GIVEN INSTRUCTION
Can you rewrite all the items below with "Put a marker on" changed to "Place a point on" and everything else left as it is, omitting the pictures from your answer?

SUPPLIED ENTRIES
◆ ◆ ◆
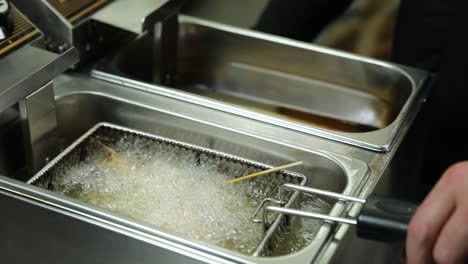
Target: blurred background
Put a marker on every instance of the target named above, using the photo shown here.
(366, 28)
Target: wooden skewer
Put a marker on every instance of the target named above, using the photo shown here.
(256, 174)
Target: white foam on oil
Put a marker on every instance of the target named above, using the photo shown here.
(165, 187)
(174, 189)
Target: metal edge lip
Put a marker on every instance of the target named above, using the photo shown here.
(356, 139)
(380, 140)
(337, 209)
(164, 139)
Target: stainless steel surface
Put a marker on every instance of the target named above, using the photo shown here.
(84, 146)
(309, 190)
(44, 16)
(136, 18)
(216, 60)
(300, 213)
(39, 122)
(82, 102)
(28, 69)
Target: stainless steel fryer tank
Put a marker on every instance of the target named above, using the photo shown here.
(323, 92)
(65, 230)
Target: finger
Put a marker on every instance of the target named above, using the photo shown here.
(452, 244)
(431, 216)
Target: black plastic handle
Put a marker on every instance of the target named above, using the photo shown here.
(384, 219)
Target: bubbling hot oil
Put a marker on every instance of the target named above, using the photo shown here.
(170, 188)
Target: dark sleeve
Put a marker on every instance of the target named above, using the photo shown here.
(299, 19)
(433, 35)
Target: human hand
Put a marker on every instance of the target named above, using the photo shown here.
(439, 229)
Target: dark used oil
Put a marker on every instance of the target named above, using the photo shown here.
(288, 113)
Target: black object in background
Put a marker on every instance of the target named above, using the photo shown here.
(299, 19)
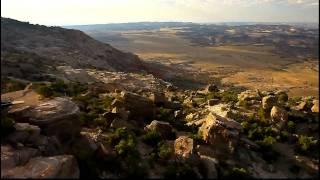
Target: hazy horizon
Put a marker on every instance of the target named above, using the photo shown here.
(81, 12)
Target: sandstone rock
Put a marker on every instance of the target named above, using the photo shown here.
(11, 157)
(24, 133)
(210, 165)
(302, 106)
(161, 127)
(64, 166)
(121, 113)
(269, 101)
(172, 105)
(211, 88)
(158, 98)
(315, 107)
(279, 116)
(249, 95)
(282, 96)
(212, 102)
(184, 148)
(190, 117)
(56, 117)
(223, 110)
(188, 102)
(105, 151)
(196, 122)
(221, 132)
(119, 123)
(177, 113)
(139, 106)
(170, 87)
(20, 113)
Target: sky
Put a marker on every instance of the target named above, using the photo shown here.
(77, 12)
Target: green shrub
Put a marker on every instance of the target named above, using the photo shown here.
(255, 132)
(237, 173)
(262, 114)
(9, 85)
(107, 102)
(6, 124)
(197, 137)
(244, 103)
(283, 97)
(164, 151)
(305, 143)
(291, 125)
(126, 146)
(151, 138)
(294, 101)
(45, 91)
(268, 141)
(229, 96)
(284, 135)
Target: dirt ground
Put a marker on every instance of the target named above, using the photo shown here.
(249, 66)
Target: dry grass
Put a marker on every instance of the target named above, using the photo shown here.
(249, 66)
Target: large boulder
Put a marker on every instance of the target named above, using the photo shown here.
(212, 102)
(184, 148)
(11, 157)
(63, 166)
(302, 106)
(161, 127)
(211, 88)
(269, 101)
(158, 98)
(223, 110)
(24, 133)
(282, 96)
(222, 133)
(315, 107)
(210, 166)
(279, 116)
(57, 117)
(249, 95)
(140, 107)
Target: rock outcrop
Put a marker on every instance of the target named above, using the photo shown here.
(249, 95)
(279, 116)
(269, 101)
(64, 166)
(184, 148)
(222, 133)
(315, 107)
(161, 127)
(211, 88)
(140, 107)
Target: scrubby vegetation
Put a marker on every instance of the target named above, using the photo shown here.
(9, 84)
(60, 88)
(6, 124)
(224, 96)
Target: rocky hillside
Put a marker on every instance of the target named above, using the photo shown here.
(28, 49)
(71, 131)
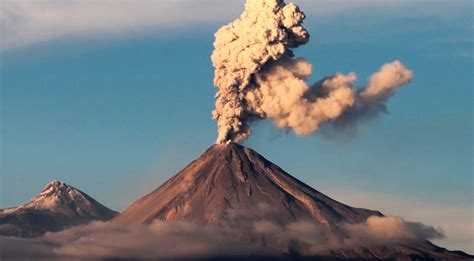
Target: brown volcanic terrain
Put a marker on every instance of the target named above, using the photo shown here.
(231, 185)
(57, 207)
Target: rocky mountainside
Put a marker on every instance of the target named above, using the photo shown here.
(56, 207)
(231, 185)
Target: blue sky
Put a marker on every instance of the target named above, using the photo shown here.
(117, 108)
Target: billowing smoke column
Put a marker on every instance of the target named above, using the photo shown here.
(258, 77)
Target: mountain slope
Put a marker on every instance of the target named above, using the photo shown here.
(234, 186)
(56, 207)
(229, 177)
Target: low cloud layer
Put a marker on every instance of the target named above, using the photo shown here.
(182, 240)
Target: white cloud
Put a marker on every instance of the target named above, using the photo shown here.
(457, 221)
(28, 22)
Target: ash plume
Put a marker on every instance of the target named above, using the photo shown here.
(258, 77)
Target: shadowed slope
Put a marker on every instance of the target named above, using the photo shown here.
(228, 180)
(57, 207)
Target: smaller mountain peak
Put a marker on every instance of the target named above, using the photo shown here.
(56, 186)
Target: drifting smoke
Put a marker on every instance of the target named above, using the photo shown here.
(258, 78)
(182, 240)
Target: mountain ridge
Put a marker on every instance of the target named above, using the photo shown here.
(57, 207)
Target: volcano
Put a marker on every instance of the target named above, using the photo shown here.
(57, 207)
(231, 185)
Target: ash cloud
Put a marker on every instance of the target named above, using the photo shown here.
(183, 240)
(258, 77)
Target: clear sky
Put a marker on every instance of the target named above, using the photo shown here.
(115, 98)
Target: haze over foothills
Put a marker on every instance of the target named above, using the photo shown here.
(116, 97)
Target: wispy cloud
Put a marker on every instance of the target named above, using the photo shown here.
(28, 22)
(161, 240)
(457, 221)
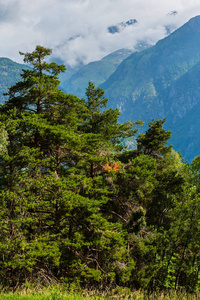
◆ ◆ ◆
FULL ANSWER
Target: blurred background
Place a point on every instance of the target named above, using the photo shown here.
(366, 28)
Target: wooden skewer
Place a point on every instance of the target named above, using the photo shown here.
(256, 174)
Target: white foam on oil
Place a point on every instance of the target named above, using the photo shown here.
(165, 187)
(174, 189)
Target: metal edge lip
Place a point on every instance of the target named above, using the photo shown here.
(356, 139)
(380, 140)
(337, 209)
(164, 139)
Target: stainless steel surface
Place a point on every instance of the target named above, using the photo shown here.
(84, 146)
(309, 190)
(44, 16)
(136, 18)
(216, 60)
(300, 213)
(39, 122)
(82, 102)
(28, 69)
Target: stainless steel fryer tank
Place a point on every instance of the target named above, using the photo shown here.
(323, 92)
(65, 230)
Target: finger
Place a point on every instance of the target named above, using the photo shown here.
(452, 244)
(431, 216)
Target: black plastic handle
Place a point on every instance of the target named above, using the photo shown here.
(384, 219)
Target: bubbling hot oil
Place a point on every instance of the target named above, using the photo shown here.
(170, 188)
Target: dark sleeve
Place a point on every instance of the target named above, using the photo shown here.
(299, 19)
(433, 35)
Target: human hand
Place a point on every instance of the target named above, using the photo shown here.
(439, 229)
Target: dark used oil
Place a point on every instance of the target named above, using the photo shown here.
(288, 113)
Target: black object in background
Place a point on every instance of the target named above, using the photo shown here.
(299, 19)
Target: hazy horizon
Place a point on every instance of the target named above, using the photo shown here.
(81, 12)
Target: sandstone rock
Place a point on every instance of the target named above, using the photo shown here.
(11, 157)
(24, 133)
(210, 165)
(302, 106)
(161, 127)
(64, 166)
(121, 113)
(269, 101)
(172, 105)
(211, 88)
(158, 98)
(315, 107)
(279, 116)
(249, 95)
(282, 96)
(212, 102)
(184, 148)
(190, 117)
(56, 117)
(223, 110)
(188, 102)
(105, 151)
(196, 122)
(221, 132)
(119, 123)
(177, 113)
(139, 106)
(170, 87)
(20, 113)
Target: sky
Place a point on every instance of the target named above, using the photo shown here.
(77, 12)
Target: green shrub
Place a point on every instance of the target named above, using the photo shown here.
(255, 132)
(237, 173)
(262, 114)
(9, 85)
(107, 102)
(6, 124)
(197, 137)
(244, 103)
(283, 97)
(164, 151)
(305, 143)
(291, 125)
(126, 146)
(151, 138)
(294, 101)
(45, 91)
(268, 141)
(229, 96)
(284, 135)
Target: dirt ground
Place a point on every instance of the target named above, using the photo shown here.
(249, 66)
Target: dry grass
Place a point on every instance of the target named above, using the photo shown here.
(249, 66)
Target: large boulder
Place a point on every instance of the target named above, using the photo shown here.
(212, 102)
(184, 148)
(11, 157)
(63, 166)
(302, 106)
(161, 127)
(211, 88)
(269, 101)
(158, 98)
(223, 110)
(24, 133)
(282, 96)
(222, 133)
(315, 107)
(210, 166)
(279, 116)
(57, 117)
(249, 95)
(140, 107)
Target: rock outcrop
Place a point on every instance of the target named above, using the photo shown here.
(249, 95)
(279, 116)
(269, 101)
(64, 166)
(184, 148)
(222, 133)
(315, 107)
(161, 127)
(211, 88)
(140, 107)
Target: scrubby vegetation
Place a point on every instance of the target named above, using the photo shown here.
(9, 84)
(60, 88)
(6, 124)
(224, 96)
Target: rocky hillside
Place a point on every instance of the target named above, using the photo shown here.
(28, 49)
(71, 131)
Target: brown volcanic terrain
Place a point on every instance of the target named above, using the photo shown here.
(231, 185)
(57, 207)
Target: rocky mountainside
Place a point on every instance of the target named above, using the photo shown here.
(56, 207)
(231, 185)
Target: blue sky
Place a point on every instance of the target named above, using the photo shown here.
(117, 108)
Target: billowing smoke column
Place a point on every instance of the target named above, using the photo shown here.
(258, 77)
Target: mountain slope
Place a point on every instance of the target named above, using the photo shown here.
(234, 186)
(56, 207)
(229, 177)
Target: low cloud layer
Place a point on every instance of the target named above, using the photo shown here.
(182, 240)
Target: white cloud
Place a point on every instance of the target named above, using the photo shown here.
(457, 221)
(28, 22)
Target: ash plume
Place a point on every instance of the target named above, using the photo shown here.
(258, 77)
Target: shadowed slope
Place a point on every instance of the target named above, using the photo shown here.
(228, 180)
(57, 207)
Target: smaller mountain peak
Place a point on every instance of the target named above, using the photo shown here.
(56, 186)
Target: drifting smoke
Place a point on every instance of the target named above, using the photo shown here.
(258, 78)
(182, 240)
Target: mountain ridge
Place a point on every instance of the target named above, using the photo shown here.
(57, 207)
Target: volcano
Place a point on every instance of the target named above, using the photo shown here.
(57, 207)
(231, 185)
Target: ash cloud
Place a point on every instance of the target named above, using the photo shown here.
(183, 240)
(258, 77)
Target: clear sky
Place a point on every instance of the target named above, using the photo shown here.
(115, 98)
Target: haze over foothills
Place a point on every instance of the target named above, using the photo shown here.
(116, 97)
Target: wispy cloud
Place a point on every instance of the target named above, using the photo shown here.
(28, 22)
(161, 240)
(457, 221)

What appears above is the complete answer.